---------- PASSAGE SHOWN

“He has colic,” said my husband, while putting together a changing table for our firstborn son.
It had been about a month since we welcomed our son into the world. The easy pregnancy and delivery spoiled us. My troubles with double mastitis (think cracked and blistered nipples set on fire) and a miserable, screaming infant overwhelmed me. Every latch on brought me searing pain and if my husband was in the room, it helped me to imagine that I could use my mind control powers to make his head explode.
“No shit, Dr. Obvious,” I responded in my most vitriolic tone.
I hated him for not having breasts, but most of all I was jealous of the ease and confidence in which he took care of our child. I hated the way he seemed to have a choice as to the level of involvement he could choose to have with our little, shrieking, bald, life sucker.
I realized pretty quickly that I would be feeling victimized instead of blessed by parenthood if I were to keep trying to take it on alone. I had to stop crowding my husband out with my milk bags. I was taking away his choice.
I think so many moms make the same mistake that I made in the early days of parenting, thinking that because we birth and feed the kid, we are the superior parent. The wrongness of this concept stuns me even today. Everyone knows that biology doesn’t make a parent. We women can truly become victims of our own ignorance during the first go ’round as parents, by critiquing fathers, micro-managing every little detail of infant care or generally just baby hoarding out of fear that only WE can do things right.
I believe that bad fathers are created. Maybe people don’t learn about love and compassion during critical developmental stages because they had damaged and incapable parents?
Meh, too many reasons exist, but these reasons are not an excuse for being a bad dad. I am strongly suggesting that moms are the biggest contributors to the development of bad dads. I’ll tell you why.
We learn to be parents just as we learn everything else in life. It’s not natural for everyone, but how can you get good at something if you don’t put in the effort?
In 2005, my friend, Geoff became a single father to three little boys, the youngest only 18 months old, when his wife unexpectedly died. He went from being a career driven 35 year old man, who worked long hours, to being a stay at home dad for his boys. He had options. He chose something unique and difficult, and truly different.

--------------------
---------- SUPPLIED DATA

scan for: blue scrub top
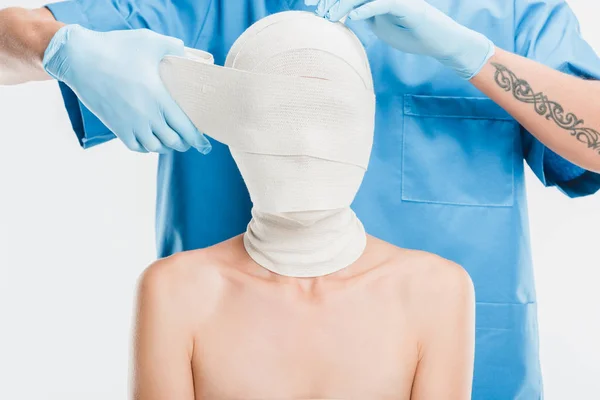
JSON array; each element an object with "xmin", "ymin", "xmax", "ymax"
[{"xmin": 48, "ymin": 0, "xmax": 600, "ymax": 400}]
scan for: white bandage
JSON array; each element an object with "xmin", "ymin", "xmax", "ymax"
[{"xmin": 160, "ymin": 12, "xmax": 375, "ymax": 276}]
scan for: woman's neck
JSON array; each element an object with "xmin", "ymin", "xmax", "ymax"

--------------------

— EXERCISE GOAL —
In the passage about early parenthood, in what year did Geoff become a single father? The material isn't needed for this.

— EXPECTED ANSWER —
2005